EXERCISE DESCRIPTION.
Update the records below by changing every occurrence of "agriculture scouting record" to "field survey record" and leaving all other text unchanged. Reproduce the revised records in full, omitting the pictures.

AVAILABLE RECORDS.
::::::::::

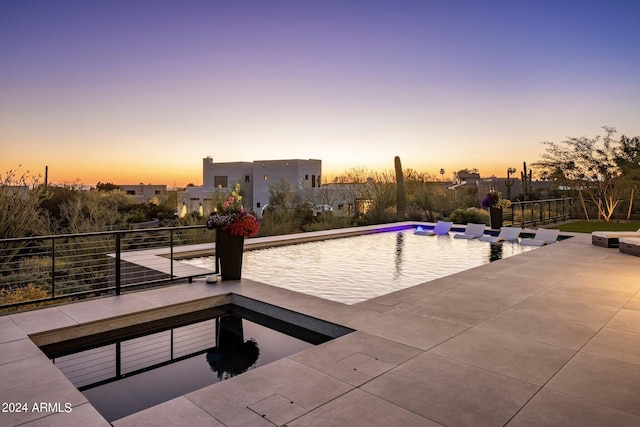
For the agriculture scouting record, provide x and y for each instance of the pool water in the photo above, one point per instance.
(354, 269)
(127, 376)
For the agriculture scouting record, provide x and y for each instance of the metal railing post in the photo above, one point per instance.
(171, 249)
(118, 269)
(53, 268)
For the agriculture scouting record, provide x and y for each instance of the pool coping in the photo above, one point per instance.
(390, 339)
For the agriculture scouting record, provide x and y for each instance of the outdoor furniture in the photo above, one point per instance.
(630, 245)
(542, 237)
(506, 234)
(609, 239)
(472, 231)
(442, 227)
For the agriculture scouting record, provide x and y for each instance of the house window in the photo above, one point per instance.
(220, 181)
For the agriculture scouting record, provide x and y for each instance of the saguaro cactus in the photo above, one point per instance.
(401, 195)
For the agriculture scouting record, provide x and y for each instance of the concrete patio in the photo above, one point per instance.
(549, 337)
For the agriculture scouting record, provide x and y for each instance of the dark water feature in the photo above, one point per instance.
(125, 376)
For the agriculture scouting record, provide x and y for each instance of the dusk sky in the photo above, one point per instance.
(141, 91)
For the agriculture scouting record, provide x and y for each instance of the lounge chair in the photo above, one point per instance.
(609, 239)
(542, 237)
(630, 245)
(472, 231)
(442, 227)
(508, 234)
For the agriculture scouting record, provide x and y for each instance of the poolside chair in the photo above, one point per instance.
(472, 231)
(630, 245)
(442, 227)
(610, 239)
(542, 237)
(508, 234)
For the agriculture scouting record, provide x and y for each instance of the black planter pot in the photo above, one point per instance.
(495, 218)
(229, 249)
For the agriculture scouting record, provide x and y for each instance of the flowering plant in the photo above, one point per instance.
(494, 200)
(230, 216)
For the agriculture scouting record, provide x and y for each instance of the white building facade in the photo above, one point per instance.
(145, 193)
(254, 179)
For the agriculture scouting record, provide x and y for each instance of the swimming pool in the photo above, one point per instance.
(354, 269)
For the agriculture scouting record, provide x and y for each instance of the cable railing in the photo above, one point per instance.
(538, 212)
(36, 271)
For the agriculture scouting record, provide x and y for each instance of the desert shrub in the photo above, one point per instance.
(465, 216)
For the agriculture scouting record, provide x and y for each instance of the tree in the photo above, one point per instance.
(20, 198)
(590, 166)
(628, 159)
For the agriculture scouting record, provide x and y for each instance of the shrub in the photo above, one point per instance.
(465, 216)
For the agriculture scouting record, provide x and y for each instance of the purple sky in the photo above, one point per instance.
(141, 91)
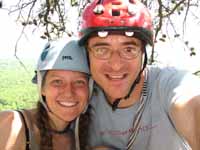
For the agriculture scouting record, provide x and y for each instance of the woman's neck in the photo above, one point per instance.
(56, 123)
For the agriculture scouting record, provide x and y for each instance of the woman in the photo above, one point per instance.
(62, 78)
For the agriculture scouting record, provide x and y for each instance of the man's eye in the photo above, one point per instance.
(130, 50)
(101, 50)
(80, 82)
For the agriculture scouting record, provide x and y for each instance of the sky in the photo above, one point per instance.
(169, 53)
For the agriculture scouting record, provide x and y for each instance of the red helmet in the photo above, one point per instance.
(130, 16)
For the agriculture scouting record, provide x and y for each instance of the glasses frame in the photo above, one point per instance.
(139, 50)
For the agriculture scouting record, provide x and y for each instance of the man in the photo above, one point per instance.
(135, 106)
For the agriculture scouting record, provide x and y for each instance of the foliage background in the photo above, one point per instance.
(16, 89)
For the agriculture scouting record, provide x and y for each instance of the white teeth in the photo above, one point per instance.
(67, 104)
(115, 76)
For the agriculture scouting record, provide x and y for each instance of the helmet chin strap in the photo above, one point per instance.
(137, 80)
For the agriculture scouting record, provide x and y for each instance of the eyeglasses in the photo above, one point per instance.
(126, 52)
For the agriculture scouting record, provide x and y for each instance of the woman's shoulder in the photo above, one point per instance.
(8, 116)
(11, 129)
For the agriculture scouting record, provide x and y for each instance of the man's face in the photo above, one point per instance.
(115, 74)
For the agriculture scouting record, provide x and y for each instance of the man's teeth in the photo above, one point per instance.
(68, 104)
(115, 76)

::::::::::

RESULT OF THE TASK.
For the field survey record, provide x and y for each instance of the pool water in the photo above, one point per instance.
(354, 269)
(127, 376)
For the field survey record, provide x and y for each instance of the metal railing post in the photo above, one point per instance.
(171, 249)
(118, 269)
(53, 268)
For the field survey record, provide x and y for each instance of the pool coping in the photo above, one point per instance.
(390, 339)
For the field survey record, provide x and y for each instance of the outdoor furniture in the photo above, one point per instance.
(630, 245)
(542, 237)
(506, 234)
(609, 239)
(472, 231)
(442, 227)
For the field survey record, provide x and y for each instance of the house window in the photo above, one point per instance.
(220, 181)
For the field survey record, provide x and y for each instance of the saguaro cactus in the photo above, one point per instance.
(401, 195)
For the field survey record, provide x and y for each instance of the concrete patio in the photo above, one point per instance.
(549, 337)
For the field survey record, provide x and y for each instance of the dark water feature in the photo above, one point per instance.
(125, 376)
For the field survey record, provide x and y for each instance of the dusk sky in the photo above, one point per instance.
(141, 91)
For the field survey record, provide x and y for each instance of the lounge chair in the photo above, one point per instance.
(609, 239)
(542, 237)
(630, 245)
(472, 231)
(442, 227)
(508, 234)
For the field survey record, provide x and y for each instance of the poolside chair in the photo above, one point per instance.
(472, 231)
(630, 245)
(442, 227)
(610, 239)
(542, 237)
(508, 234)
For the field survey record, provide x and y for each instance of the black planter pot in the photo above, one point per instance.
(495, 218)
(229, 249)
For the field survey record, provide x and y for each instance of the flowering plant in the photo above, one point per instance.
(494, 200)
(230, 216)
For the field survey record, provide x and y for each instance of the white building facade in the photo above, one point per instance.
(145, 193)
(254, 179)
For the field survey record, provide x and y for each instance of the swimming pool in the photo above, one point per instance.
(354, 269)
For the field survey record, provide x and y for each instance of the cable railing in the photo above, one point per instance.
(538, 212)
(36, 271)
For the field survey record, provide x and y for each instance of the desert shrub in the photo above, one point per instance.
(465, 216)
For the field survey record, provide x and y for each instance of the tree in the photo above, one point per instance.
(20, 198)
(590, 166)
(628, 159)
For the field survey record, provide x and y for each instance of the shrub in the photo above, one point per instance.
(465, 216)
For the field survey record, provide x and y for each instance of the purple sky in the photo above, one point per instance.
(141, 91)
For the field survey record, provide x and y for each instance of the woman's neck in the photo above, one point per instance.
(56, 123)
For the field survey record, provide x and y for each instance of the woman in the photo above, one point per instance.
(62, 78)
For the field survey record, provide x and y for each instance of the man's eye in the photo above, one point per instance.
(130, 50)
(101, 50)
(80, 82)
For the field survey record, provide x and y for each instance of the sky in the photo above, one point per instance.
(169, 53)
For the field survey record, provide x and y for each instance of the red helmet in the photo above, one point per instance.
(130, 16)
For the field survey record, provide x and y for each instance of the glasses frame in the photo above, one point per instance.
(139, 50)
For the field survey record, provide x and y for each instance of the man in the photo above, one point per instance.
(135, 106)
For the field survey record, provide x and y for each instance of the foliage background in the photo above, one point per instance.
(16, 89)
For the field survey record, provide x and y for each instance of the white teeth in the photo above, one point per instance.
(67, 104)
(115, 76)
For the field survey record, provide x and y for each instance of the helmet chin strap in the photo above, one point per instance.
(137, 80)
For the field survey record, provide x and y for each instance of the eyeglasses in the photo above, one point per instance.
(126, 52)
For the field survey record, provide x and y for each instance of the woman's shoulder in the photo above, one point per instance.
(8, 116)
(11, 129)
For the field survey record, provide x and y for each instance of the man's face in the photo above, one point per instance.
(115, 74)
For the field survey record, provide x and y for each instance of the man's teeth in the photo above, one point per instance.
(68, 104)
(115, 76)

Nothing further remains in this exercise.